- What you are asked to do
Copy the stretch of the source records from the line containing "Find the <item>black" through the end of the records, renaming "instance" to "occurrence" throughout and leaving everything else unchanged.

- Source records

+-------+

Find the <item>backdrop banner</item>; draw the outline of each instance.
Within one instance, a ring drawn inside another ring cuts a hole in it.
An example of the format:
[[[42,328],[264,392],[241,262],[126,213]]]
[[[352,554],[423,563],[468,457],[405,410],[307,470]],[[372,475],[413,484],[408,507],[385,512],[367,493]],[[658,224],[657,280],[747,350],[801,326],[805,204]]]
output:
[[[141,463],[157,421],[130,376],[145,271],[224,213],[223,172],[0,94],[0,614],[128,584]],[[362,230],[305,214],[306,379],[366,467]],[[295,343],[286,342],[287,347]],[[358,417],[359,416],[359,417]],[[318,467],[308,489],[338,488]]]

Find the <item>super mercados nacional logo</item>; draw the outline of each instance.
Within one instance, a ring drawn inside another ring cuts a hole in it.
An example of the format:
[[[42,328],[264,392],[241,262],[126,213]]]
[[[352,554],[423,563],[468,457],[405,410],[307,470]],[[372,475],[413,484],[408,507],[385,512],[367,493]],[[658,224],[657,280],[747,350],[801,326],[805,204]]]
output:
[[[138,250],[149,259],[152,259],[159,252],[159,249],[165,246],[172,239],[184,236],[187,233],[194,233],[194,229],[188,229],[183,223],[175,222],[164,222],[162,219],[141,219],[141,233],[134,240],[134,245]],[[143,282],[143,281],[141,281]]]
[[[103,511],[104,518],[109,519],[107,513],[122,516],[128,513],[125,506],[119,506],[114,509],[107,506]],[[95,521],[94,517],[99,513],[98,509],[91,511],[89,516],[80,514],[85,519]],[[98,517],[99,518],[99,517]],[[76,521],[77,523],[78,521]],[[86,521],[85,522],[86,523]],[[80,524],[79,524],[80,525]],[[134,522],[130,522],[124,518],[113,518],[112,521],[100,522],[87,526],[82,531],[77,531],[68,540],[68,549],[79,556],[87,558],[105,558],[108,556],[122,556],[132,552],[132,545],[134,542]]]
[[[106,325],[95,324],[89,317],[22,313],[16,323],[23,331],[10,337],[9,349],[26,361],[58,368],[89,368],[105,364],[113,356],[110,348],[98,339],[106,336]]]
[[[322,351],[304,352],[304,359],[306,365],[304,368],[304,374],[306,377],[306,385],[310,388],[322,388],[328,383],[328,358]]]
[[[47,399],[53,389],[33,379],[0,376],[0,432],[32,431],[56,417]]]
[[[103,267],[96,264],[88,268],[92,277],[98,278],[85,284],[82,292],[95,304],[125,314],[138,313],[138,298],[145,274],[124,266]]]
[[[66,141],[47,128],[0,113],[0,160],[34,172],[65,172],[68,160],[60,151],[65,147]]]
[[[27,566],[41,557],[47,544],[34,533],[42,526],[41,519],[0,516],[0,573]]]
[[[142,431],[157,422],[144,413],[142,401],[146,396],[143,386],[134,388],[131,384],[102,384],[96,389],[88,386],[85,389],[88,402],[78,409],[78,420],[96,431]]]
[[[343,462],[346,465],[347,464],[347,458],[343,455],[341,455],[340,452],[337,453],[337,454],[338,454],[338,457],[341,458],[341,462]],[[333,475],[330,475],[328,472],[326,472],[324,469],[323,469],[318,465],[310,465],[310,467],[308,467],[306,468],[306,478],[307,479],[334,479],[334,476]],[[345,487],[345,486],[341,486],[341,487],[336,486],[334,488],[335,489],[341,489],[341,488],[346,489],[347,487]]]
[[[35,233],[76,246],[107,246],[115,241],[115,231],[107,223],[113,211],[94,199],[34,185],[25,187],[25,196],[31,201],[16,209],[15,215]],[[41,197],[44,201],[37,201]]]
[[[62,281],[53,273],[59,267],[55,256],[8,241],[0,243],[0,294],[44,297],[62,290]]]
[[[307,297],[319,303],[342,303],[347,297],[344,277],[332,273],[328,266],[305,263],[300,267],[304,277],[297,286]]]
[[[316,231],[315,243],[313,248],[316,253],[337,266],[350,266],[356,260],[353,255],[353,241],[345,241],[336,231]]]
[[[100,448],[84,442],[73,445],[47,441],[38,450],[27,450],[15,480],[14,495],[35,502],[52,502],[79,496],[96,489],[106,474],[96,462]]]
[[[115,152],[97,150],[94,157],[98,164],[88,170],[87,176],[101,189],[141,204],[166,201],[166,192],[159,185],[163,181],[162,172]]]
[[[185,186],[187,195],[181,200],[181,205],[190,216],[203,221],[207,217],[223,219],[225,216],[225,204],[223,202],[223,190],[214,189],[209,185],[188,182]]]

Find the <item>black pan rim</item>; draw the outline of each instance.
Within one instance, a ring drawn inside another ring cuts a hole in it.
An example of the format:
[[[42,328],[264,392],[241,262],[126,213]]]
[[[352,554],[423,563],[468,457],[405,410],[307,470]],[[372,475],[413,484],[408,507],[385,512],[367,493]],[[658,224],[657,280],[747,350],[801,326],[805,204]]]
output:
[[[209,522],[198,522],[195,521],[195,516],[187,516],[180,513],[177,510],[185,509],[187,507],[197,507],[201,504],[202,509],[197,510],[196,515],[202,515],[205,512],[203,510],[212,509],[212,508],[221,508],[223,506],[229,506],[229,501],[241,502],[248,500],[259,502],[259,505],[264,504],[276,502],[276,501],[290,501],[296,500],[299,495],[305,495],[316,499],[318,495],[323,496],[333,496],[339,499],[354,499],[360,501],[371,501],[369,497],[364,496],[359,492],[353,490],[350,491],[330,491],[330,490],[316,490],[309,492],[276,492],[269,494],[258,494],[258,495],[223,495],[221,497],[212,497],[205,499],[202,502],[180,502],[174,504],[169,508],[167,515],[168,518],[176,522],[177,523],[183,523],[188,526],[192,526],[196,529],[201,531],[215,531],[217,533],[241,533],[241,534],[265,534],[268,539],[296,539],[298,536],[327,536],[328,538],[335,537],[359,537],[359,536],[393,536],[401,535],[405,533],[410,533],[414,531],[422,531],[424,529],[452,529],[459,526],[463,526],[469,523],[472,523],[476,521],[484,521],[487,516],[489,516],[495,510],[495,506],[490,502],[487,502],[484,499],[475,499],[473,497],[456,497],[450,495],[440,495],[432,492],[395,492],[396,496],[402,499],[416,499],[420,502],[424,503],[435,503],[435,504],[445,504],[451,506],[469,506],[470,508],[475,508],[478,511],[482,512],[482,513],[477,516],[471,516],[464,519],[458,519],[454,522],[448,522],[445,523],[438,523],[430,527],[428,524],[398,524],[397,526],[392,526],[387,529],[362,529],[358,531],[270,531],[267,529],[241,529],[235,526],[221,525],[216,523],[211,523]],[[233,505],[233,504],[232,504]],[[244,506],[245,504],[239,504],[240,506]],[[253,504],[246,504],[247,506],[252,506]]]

+-------+

- Answer to the task
Find the <item>black pan rim</item>; draw the outline of each occurrence.
Within one occurrence, a ring drawn inside another ring cuts a hole in it.
An example of the format:
[[[42,328],[264,392],[241,262],[126,213]]]
[[[352,554],[423,563],[468,457],[405,410],[307,470]],[[372,475],[413,484],[408,507],[385,512],[367,493]],[[658,224],[657,280],[747,350],[801,326],[805,204]]]
output:
[[[209,522],[198,522],[195,521],[195,516],[187,516],[180,513],[177,510],[185,509],[187,507],[197,507],[201,504],[202,509],[197,510],[196,515],[202,515],[205,512],[203,510],[212,509],[212,508],[221,508],[223,506],[229,506],[229,501],[241,502],[248,500],[259,502],[259,505],[264,504],[276,502],[276,501],[290,501],[296,500],[299,495],[305,495],[316,499],[318,495],[323,496],[333,496],[339,499],[354,499],[360,501],[371,501],[369,497],[364,496],[359,492],[353,490],[350,491],[330,491],[330,490],[316,490],[309,492],[276,492],[269,494],[258,494],[258,495],[223,495],[221,497],[212,497],[205,499],[202,502],[180,502],[174,504],[169,508],[167,515],[168,518],[176,522],[177,523],[183,523],[188,526],[192,526],[196,529],[201,531],[215,531],[217,533],[241,533],[241,534],[265,534],[268,539],[296,539],[298,536],[327,536],[328,538],[335,537],[359,537],[359,536],[393,536],[401,535],[405,533],[410,533],[414,531],[422,531],[424,529],[452,529],[459,526],[463,526],[469,523],[472,523],[476,521],[484,521],[487,516],[489,516],[495,510],[495,506],[490,502],[487,502],[484,499],[475,499],[473,497],[456,497],[450,495],[440,495],[432,492],[395,492],[396,496],[402,499],[416,499],[420,502],[424,503],[435,503],[435,504],[445,504],[451,506],[469,506],[470,508],[475,508],[478,511],[482,512],[482,513],[477,516],[471,516],[464,519],[458,519],[454,522],[448,522],[445,523],[438,523],[430,527],[428,524],[398,524],[397,526],[392,526],[387,529],[362,529],[358,531],[270,531],[267,529],[241,529],[235,526],[221,525],[216,523],[211,523]],[[233,505],[233,504],[232,504]],[[244,506],[245,504],[239,504],[240,506]],[[253,504],[246,504],[247,506],[252,506]]]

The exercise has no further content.